Directive =
Write out the items below word for word, starting at their first line and ending at the line that contains "(1048, 120)". Leave out the pictures.

Data listing =
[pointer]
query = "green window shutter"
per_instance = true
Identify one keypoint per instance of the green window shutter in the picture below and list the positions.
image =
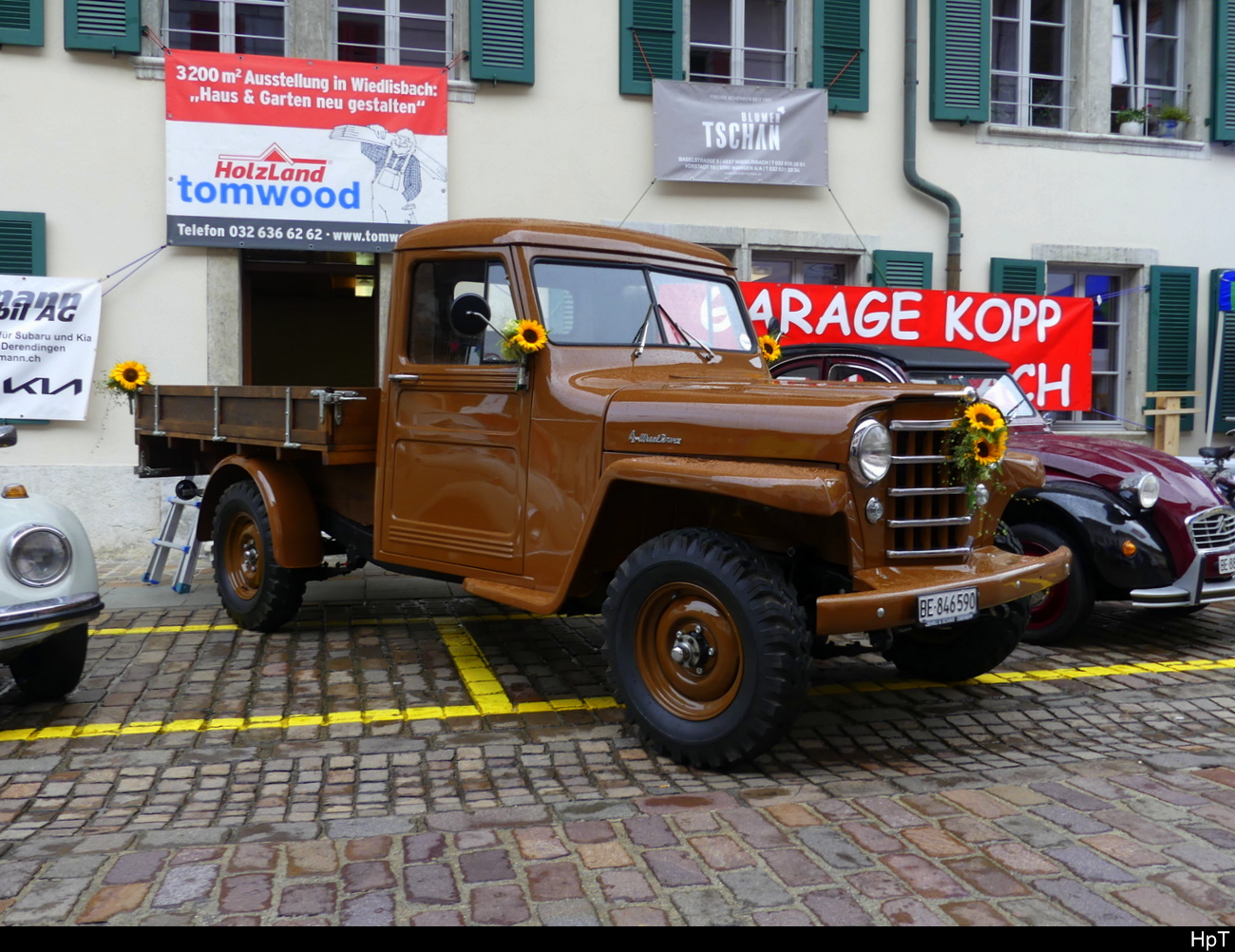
(1172, 357)
(24, 242)
(902, 268)
(1222, 124)
(502, 41)
(1014, 276)
(841, 40)
(651, 36)
(114, 26)
(21, 23)
(1224, 352)
(960, 61)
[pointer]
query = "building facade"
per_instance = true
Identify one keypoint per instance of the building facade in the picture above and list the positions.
(1048, 120)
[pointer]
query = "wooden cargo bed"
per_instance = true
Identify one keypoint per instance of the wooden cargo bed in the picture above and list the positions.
(181, 428)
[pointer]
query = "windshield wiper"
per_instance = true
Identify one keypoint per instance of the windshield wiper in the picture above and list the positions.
(712, 353)
(641, 334)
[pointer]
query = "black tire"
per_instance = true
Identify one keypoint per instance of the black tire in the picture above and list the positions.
(52, 668)
(1062, 610)
(959, 652)
(257, 592)
(700, 589)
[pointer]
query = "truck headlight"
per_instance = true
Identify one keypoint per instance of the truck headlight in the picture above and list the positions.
(38, 556)
(869, 452)
(1143, 487)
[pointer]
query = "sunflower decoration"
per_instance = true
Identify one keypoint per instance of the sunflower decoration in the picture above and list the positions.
(522, 338)
(979, 440)
(127, 375)
(770, 349)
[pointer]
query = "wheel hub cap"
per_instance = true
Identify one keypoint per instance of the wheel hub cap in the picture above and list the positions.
(691, 648)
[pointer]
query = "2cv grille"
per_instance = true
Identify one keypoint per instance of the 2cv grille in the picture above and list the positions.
(926, 516)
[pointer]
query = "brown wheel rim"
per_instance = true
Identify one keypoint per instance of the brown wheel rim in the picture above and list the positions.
(688, 651)
(242, 556)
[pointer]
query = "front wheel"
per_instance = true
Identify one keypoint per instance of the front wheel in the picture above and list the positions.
(50, 668)
(959, 652)
(1062, 610)
(707, 646)
(256, 590)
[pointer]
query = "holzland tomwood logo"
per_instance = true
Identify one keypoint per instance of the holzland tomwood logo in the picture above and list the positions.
(275, 164)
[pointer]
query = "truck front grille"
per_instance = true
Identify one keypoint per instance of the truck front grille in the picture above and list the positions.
(1213, 528)
(926, 516)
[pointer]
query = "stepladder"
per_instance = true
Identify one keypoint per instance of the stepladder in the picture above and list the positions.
(184, 503)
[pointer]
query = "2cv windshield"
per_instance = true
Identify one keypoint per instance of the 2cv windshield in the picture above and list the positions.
(599, 304)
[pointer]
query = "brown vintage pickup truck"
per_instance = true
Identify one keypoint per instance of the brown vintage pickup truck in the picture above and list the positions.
(641, 458)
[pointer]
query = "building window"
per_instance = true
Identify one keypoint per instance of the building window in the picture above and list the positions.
(1028, 57)
(742, 42)
(1147, 54)
(396, 32)
(1110, 343)
(783, 268)
(256, 28)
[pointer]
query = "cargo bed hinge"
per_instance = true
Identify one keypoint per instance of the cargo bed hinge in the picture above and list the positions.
(333, 398)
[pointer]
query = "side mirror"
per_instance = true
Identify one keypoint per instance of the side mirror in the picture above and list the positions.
(469, 315)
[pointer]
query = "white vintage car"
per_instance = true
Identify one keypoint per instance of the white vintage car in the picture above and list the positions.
(48, 590)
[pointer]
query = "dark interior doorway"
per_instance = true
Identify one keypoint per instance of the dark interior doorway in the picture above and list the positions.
(310, 317)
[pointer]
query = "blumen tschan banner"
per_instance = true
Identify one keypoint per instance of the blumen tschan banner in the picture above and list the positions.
(740, 135)
(266, 152)
(1048, 341)
(48, 337)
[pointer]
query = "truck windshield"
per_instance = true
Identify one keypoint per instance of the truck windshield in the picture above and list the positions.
(598, 304)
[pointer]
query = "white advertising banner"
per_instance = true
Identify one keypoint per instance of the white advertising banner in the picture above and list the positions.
(48, 334)
(268, 152)
(739, 135)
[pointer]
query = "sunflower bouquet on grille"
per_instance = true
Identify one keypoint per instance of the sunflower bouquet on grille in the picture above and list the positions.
(979, 440)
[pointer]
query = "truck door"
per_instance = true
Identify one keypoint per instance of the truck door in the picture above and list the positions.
(453, 479)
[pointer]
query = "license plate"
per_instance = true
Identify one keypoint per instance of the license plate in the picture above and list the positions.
(946, 608)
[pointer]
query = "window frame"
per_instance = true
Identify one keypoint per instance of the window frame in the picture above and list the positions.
(391, 17)
(1075, 420)
(1139, 90)
(737, 48)
(227, 24)
(1024, 75)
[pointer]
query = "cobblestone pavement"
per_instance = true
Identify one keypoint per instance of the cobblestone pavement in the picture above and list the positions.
(437, 759)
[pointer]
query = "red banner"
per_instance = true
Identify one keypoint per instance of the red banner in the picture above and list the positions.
(1048, 341)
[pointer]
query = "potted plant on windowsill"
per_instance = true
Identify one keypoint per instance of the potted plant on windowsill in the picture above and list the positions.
(1131, 122)
(1168, 122)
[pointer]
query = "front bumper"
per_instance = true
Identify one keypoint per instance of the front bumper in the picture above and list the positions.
(889, 596)
(25, 625)
(1192, 588)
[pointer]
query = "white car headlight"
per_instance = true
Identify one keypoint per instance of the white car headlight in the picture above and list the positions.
(38, 556)
(1144, 487)
(869, 452)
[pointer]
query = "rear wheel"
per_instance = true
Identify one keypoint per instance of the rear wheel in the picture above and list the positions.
(707, 647)
(52, 668)
(257, 592)
(1062, 610)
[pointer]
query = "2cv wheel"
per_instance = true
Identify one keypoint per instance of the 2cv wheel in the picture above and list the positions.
(707, 646)
(257, 592)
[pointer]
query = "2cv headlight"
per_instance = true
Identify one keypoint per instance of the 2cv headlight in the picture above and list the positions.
(869, 452)
(38, 556)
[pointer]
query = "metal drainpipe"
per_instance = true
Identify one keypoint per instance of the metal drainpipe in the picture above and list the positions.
(910, 162)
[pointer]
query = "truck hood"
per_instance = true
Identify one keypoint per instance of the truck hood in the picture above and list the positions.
(1107, 462)
(782, 420)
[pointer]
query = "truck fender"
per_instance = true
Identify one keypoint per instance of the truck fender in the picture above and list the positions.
(295, 532)
(1098, 522)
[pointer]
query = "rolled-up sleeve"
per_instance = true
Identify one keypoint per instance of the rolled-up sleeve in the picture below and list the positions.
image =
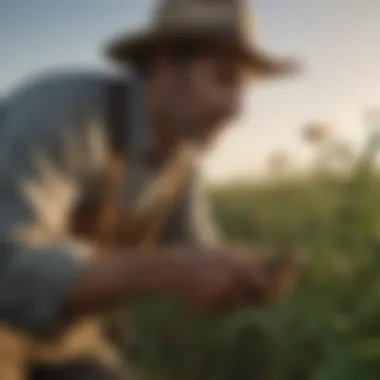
(33, 284)
(45, 153)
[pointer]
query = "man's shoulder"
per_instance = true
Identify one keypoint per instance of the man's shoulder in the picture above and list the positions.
(64, 85)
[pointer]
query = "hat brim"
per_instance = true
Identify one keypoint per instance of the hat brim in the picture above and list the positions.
(129, 47)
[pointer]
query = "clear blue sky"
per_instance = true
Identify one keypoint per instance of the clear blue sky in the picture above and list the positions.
(337, 40)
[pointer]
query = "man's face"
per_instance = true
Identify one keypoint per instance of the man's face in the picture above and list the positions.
(198, 98)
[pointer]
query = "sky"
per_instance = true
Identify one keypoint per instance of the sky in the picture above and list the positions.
(337, 42)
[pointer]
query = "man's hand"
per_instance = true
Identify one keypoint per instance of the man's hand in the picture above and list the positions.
(228, 281)
(210, 281)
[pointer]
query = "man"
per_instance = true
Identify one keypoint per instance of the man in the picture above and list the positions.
(188, 72)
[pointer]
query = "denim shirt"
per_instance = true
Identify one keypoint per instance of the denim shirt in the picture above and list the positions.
(52, 144)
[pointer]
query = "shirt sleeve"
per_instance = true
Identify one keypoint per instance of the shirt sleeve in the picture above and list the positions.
(47, 144)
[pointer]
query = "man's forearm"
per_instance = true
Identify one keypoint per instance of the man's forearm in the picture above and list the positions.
(112, 280)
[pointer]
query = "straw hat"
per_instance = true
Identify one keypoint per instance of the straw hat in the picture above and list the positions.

Complete response =
[pointer]
query = "green window shutter"
per_instance = true
Identify one keypoint per instance of the green window shutter in the picture below and list the positions.
image =
(1172, 357)
(24, 242)
(902, 268)
(1222, 124)
(502, 41)
(1014, 276)
(841, 40)
(651, 36)
(114, 26)
(21, 23)
(1224, 352)
(960, 61)
[pointer]
query = "building facade"
per_instance = true
Identify one keypoint per instance of the building facade in the picture above and list the positions.
(1048, 120)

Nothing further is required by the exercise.